Items stored in the dataset

_ _ _ _ _ _ _

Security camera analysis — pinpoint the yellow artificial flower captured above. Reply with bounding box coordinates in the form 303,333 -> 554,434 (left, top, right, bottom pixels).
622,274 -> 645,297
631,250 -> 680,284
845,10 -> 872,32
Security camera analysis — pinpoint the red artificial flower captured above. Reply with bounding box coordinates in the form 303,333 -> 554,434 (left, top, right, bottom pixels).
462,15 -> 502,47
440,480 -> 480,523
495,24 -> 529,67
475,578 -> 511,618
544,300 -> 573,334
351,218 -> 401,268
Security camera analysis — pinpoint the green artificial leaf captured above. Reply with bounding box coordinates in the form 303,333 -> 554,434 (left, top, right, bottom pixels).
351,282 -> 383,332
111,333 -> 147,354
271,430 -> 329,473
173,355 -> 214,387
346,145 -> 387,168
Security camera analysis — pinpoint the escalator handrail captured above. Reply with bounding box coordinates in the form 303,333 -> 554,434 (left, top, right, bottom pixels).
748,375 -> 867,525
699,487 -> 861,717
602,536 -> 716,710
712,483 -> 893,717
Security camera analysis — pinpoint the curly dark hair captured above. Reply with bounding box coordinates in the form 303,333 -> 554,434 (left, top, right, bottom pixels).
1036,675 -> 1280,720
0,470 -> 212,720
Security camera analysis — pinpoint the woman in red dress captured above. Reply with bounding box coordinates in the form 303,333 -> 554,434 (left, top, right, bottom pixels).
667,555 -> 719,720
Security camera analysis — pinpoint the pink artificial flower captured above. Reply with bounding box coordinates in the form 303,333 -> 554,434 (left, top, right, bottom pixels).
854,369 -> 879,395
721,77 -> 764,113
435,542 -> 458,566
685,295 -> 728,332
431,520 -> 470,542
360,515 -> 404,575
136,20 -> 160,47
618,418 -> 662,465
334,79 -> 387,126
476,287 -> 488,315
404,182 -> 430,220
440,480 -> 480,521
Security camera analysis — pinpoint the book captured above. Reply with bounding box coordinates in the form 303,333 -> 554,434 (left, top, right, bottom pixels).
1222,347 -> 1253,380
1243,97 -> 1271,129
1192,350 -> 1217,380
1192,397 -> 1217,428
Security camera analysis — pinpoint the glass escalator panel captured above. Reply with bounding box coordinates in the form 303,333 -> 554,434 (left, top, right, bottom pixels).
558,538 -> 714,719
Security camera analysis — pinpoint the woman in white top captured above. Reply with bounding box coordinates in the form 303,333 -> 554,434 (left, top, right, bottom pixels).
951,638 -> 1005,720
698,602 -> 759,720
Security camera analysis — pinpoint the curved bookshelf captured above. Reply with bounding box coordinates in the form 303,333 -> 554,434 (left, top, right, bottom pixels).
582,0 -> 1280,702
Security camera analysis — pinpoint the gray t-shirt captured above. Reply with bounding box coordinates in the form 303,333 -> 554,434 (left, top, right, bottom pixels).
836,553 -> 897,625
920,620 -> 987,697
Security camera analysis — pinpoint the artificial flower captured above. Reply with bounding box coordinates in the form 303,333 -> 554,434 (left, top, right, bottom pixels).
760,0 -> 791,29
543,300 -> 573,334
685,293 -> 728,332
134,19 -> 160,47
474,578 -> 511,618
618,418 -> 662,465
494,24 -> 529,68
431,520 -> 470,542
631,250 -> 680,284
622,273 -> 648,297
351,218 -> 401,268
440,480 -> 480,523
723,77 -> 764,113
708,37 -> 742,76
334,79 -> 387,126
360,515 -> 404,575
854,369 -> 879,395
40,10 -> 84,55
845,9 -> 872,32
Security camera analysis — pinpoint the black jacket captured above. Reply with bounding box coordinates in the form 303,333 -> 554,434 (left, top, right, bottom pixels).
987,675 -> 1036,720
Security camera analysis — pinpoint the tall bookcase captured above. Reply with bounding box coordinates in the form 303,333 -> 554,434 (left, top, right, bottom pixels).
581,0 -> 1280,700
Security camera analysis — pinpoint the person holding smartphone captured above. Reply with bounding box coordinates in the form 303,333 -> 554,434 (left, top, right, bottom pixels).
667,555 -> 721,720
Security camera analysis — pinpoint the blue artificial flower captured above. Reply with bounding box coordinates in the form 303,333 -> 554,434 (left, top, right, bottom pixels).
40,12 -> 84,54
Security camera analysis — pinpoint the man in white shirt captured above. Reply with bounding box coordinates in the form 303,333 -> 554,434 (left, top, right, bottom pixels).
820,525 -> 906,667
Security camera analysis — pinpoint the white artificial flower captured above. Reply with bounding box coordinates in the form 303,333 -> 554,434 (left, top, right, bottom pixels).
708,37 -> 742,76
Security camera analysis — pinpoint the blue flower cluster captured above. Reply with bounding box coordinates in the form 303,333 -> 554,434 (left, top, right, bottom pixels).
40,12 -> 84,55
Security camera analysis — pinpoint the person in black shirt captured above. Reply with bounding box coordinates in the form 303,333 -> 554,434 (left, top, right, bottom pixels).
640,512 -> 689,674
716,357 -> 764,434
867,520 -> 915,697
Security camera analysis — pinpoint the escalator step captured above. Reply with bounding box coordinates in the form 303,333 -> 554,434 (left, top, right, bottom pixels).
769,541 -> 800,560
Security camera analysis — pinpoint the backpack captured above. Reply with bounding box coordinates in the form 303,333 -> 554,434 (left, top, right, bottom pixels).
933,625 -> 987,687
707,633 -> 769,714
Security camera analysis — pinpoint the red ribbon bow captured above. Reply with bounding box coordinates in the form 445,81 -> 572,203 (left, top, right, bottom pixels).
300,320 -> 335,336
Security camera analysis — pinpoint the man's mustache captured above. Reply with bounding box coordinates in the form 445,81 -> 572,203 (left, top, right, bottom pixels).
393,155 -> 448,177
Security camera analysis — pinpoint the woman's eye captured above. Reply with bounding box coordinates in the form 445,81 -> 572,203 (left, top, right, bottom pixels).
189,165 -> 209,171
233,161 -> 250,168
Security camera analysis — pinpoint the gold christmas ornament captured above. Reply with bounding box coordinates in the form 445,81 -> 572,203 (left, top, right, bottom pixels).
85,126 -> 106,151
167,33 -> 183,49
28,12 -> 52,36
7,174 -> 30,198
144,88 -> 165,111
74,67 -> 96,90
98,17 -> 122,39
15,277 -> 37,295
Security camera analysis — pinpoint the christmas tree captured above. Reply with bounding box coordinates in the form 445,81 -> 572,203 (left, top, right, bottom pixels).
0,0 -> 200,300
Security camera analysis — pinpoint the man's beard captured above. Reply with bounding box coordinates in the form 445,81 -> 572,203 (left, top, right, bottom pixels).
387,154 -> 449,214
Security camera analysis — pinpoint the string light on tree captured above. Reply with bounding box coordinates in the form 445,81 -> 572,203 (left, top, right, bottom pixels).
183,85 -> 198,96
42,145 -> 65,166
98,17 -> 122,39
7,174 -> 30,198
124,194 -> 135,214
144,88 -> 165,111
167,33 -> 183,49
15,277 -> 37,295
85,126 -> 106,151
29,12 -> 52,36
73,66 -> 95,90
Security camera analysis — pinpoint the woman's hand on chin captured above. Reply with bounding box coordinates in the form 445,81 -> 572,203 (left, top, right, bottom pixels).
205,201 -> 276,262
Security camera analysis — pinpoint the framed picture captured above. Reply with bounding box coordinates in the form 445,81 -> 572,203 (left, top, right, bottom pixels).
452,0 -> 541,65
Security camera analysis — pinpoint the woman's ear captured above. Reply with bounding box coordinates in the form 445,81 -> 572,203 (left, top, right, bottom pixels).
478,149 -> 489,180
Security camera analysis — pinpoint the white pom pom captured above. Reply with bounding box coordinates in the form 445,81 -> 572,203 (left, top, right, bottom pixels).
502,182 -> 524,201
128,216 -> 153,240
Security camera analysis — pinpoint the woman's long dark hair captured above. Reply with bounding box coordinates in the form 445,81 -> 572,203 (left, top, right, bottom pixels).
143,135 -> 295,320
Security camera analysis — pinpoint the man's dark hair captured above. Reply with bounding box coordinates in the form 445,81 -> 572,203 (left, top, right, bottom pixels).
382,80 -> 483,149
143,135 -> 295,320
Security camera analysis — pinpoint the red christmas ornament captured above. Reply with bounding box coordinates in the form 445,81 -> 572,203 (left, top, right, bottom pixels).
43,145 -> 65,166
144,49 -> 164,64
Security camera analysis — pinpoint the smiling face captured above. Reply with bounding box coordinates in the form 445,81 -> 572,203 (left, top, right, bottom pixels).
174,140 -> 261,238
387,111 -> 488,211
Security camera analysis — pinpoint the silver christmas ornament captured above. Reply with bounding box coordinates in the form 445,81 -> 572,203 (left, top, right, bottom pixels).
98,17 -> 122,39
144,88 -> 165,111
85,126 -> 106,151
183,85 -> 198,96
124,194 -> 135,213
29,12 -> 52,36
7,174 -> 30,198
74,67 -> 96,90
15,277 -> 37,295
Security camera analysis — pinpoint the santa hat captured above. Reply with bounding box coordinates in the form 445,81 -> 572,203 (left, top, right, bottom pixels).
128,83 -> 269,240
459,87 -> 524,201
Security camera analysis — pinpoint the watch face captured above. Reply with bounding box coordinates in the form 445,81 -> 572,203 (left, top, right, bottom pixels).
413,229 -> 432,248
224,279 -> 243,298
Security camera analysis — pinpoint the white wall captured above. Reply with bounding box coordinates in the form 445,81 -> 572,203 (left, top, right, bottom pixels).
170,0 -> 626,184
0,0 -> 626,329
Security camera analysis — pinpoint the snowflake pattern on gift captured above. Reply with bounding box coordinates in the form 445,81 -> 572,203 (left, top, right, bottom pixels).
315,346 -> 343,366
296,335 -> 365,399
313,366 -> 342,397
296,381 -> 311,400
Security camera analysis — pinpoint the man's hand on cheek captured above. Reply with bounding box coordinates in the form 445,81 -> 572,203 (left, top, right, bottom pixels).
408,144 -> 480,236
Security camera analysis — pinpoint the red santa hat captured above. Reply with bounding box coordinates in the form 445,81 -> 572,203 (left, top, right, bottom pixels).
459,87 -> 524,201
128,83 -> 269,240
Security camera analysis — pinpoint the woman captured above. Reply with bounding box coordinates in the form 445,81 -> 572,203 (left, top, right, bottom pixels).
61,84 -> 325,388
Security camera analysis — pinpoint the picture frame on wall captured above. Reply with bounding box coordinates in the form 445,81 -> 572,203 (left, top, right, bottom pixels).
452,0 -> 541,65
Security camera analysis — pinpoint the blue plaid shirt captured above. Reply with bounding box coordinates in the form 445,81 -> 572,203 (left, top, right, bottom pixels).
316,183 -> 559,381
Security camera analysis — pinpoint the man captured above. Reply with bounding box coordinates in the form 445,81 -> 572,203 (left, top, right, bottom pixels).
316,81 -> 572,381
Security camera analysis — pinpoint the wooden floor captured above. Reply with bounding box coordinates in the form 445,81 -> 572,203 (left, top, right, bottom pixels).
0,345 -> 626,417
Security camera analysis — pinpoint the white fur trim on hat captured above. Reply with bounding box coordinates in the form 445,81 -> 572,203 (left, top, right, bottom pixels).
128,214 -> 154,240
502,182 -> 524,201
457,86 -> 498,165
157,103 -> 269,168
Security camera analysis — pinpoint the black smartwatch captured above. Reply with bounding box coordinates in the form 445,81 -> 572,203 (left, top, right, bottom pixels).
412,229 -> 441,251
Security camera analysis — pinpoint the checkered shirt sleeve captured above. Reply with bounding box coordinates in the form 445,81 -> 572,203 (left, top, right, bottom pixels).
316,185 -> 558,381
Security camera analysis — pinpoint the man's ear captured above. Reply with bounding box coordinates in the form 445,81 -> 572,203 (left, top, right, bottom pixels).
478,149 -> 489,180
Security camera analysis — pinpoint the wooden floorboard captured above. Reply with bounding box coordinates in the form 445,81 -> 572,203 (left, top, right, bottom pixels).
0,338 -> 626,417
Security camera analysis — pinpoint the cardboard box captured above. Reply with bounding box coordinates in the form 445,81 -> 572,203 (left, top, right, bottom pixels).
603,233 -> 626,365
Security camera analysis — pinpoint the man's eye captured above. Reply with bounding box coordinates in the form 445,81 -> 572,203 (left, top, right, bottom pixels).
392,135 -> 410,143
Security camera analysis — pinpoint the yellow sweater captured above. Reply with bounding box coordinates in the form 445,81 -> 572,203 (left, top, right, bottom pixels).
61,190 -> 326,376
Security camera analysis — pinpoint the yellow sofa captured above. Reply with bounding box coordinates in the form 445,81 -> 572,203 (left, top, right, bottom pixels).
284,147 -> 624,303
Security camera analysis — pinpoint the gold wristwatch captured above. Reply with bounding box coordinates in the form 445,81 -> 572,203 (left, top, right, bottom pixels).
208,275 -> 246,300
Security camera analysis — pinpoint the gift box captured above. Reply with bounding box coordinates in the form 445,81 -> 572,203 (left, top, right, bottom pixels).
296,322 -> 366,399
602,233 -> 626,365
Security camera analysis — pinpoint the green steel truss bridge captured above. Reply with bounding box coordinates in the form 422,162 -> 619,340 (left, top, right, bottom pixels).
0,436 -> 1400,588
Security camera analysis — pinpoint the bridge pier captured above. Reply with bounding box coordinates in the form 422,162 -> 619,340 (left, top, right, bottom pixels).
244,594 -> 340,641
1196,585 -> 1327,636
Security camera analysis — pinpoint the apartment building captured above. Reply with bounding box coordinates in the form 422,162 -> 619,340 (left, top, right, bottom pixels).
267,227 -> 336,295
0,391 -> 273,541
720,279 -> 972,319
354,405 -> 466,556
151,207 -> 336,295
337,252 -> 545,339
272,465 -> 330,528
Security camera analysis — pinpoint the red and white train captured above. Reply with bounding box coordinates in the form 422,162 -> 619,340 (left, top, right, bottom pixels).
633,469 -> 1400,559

_ _ _ _ _ _ _

**Problem statement:** Find each line in the items above that contains the word "blue", and copy those lines in full.

**Correct output:**
Security camera analysis — pinpoint the blue artificial flower captured above. Reply with bounding box coordinates in the form 303,333 -> 554,434 (left, top, right, bottom pixels).
Security camera analysis — pinpoint the blue flower cluster captured above. Reply with bounding box coordinates in the form 303,333 -> 554,434 (left, top, right, bottom pixels).
Security camera analysis — pinpoint the blue plaid shirt captured above. Reply with bounding box coordinates in the form 445,81 -> 572,203 (left, top, right, bottom pixels).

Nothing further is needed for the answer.